Textauszug =
▼▼▼

TKehdinger Müllhügel soll weg: Kreis Stade löst Deponie auf
Der mit schwarzer Folie eingedeckte Bereich ist die Deponie Wischhafen II. Oberhalb auf der bewachsenen Fläche befindet sich die stillgelegte Deponie Wischhafen I. Das Karl-Meyer-Firmengelände liegt rechts von der Deponie. Der Ort Wischhafen ist oben zu sehen. Foto: Marin Elsen
Eine neue Bauschuttdeponie in Wischhafen ist vom Tisch. Die Kreispolitik hat andere Pläne. Eine inkontinente Alt-Deponie soll vom Erdboden verschwinden.
Wischhafen. Nach Auflösung des Deponieverbundes ist der Landkreis Stade seit April 2019 wieder eigenverantwortlich für die acht Hektar große Deponie Wischhafen II zuständig. Auf dieser wurden Siedlungsabfälle ab 1994 deponiert - bis zur Umstellung auf die Müllverbrennung und die Restverfüllung der Deponie Hillern im Heidekreis.
Deshalb wurde der Betrieb am 1. Januar 2000 vorübergehend eingestellt, berichtet der Ingenieur Horst Tyranowski im Ausschuss für Abfall und Kreislaufwirtschaft des Landkreises Stade. Die Hausmülldeponie wurde lediglich temporär (nicht endgültig) abgedeckt.
Der Experte aus dem Amt für Abfall und Kreislaufwirtschaft hat die Politik über den Zustand der 3,25 Hektar großen Alt-Deponie Wischhafen I und der vorübergehend stillgelegten Deponie Wischhafen II informiert. Das Sickerwasser stellt die Behörde vor große Herausforderungen. Der Wartungsaufwand der Anlagen sei hoch, die Sickerwasserteiche müssten entschlammt werden.

▲▲▲

Erfasste Daten =
▼▼▼

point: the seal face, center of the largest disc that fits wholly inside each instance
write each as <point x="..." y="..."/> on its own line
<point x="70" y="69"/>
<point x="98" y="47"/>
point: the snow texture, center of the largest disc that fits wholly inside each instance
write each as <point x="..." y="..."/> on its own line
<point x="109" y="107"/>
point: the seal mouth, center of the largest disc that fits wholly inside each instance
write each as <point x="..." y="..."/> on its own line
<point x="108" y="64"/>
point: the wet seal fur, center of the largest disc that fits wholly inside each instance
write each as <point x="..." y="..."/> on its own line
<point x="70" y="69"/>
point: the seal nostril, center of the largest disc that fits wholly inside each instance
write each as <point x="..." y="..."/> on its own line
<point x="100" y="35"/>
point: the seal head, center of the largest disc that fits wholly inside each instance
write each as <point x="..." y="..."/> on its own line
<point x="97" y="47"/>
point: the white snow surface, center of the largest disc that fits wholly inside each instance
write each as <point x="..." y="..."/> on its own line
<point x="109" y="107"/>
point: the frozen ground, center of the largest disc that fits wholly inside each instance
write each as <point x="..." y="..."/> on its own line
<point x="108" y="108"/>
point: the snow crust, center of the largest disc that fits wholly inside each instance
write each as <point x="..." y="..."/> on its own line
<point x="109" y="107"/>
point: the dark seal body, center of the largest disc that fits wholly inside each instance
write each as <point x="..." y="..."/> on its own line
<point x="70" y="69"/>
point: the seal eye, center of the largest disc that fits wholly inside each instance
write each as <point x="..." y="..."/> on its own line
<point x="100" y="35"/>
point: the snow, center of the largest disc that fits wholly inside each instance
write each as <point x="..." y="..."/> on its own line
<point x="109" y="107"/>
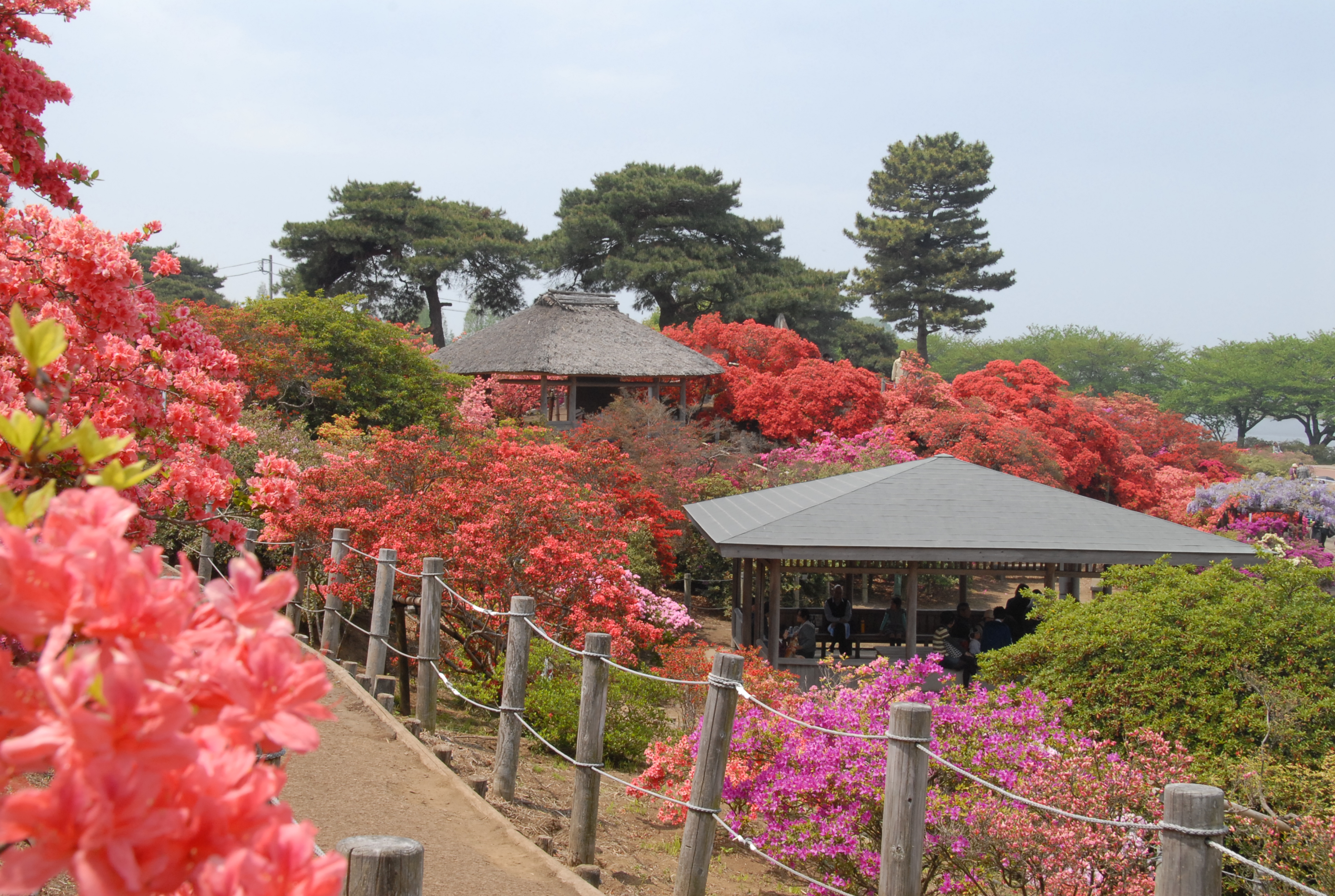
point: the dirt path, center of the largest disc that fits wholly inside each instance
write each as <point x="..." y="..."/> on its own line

▲▲▲

Anforderungen =
1 – Geben Sie aus dem Text über die Wischhafener Deponien den Abschnitt wortgetreu wieder, beginnend mit „Deshalb wurde der“ und weiter bis einschließlich „müssten entschlammt werden.“.
2 – Führen Sie den Text über die Wischhafener Deponien im Anschluss an seinen letzten Satz fort.

Antworten je Aufgabe =
1 –
Deshalb wurde der Betrieb am 1. Januar 2000 vorübergehend eingestellt, berichtet der Ingenieur Horst Tyranowski im Ausschuss für Abfall und Kreislaufwirtschaft des Landkreises Stade. Die Hausmülldeponie wurde lediglich temporär (nicht endgültig) abgedeckt.
Der Experte aus dem Amt für Abfall und Kreislaufwirtschaft hat die Politik über den Zustand der 3,25 Hektar großen Alt-Deponie Wischhafen I und der vorübergehend stillgelegten Deponie Wischhafen II informiert. Das Sickerwasser stellt die Behörde vor große Herausforderungen. Der Wartungsaufwand der Anlagen sei hoch, die Sickerwasserteiche müssten entschlammt werden.

2 –
Deponie-Kosten belasten Kreis Stade immer stärker
„Die Situation wird mit jedem Betriebsmonat ungünstiger für den Landkreis“, mahnt Tyranowski bei der Präsentation. Aktuell fallen Kosten von 240.000 Euro im Jahr an, mittelfristig rechnet die Verwaltung mit 300.000 Euro für die Sickerwasserbehandlung jährlich. Hinzu kommen laufende Kosten für Strom, Kontrolle, Wartung und Grünarbeiten.
Außerdem fällt eine Pacht an, die Flächen an der Bundesstraße B 495 gehören der Karl Meyer AG. Diese kassiert nach TAGEBLATT-Informationen fast 70.000 Euro im Jahr. Das alles macht unter dem Strich noch einmal knapp 200.000 Euro im Jahr. Kurzum: Der Gebührenzahler muss - zurzeit - 440.000 Euro im Jahr für zwei Deponien aufbringen, die nicht genutzt werden.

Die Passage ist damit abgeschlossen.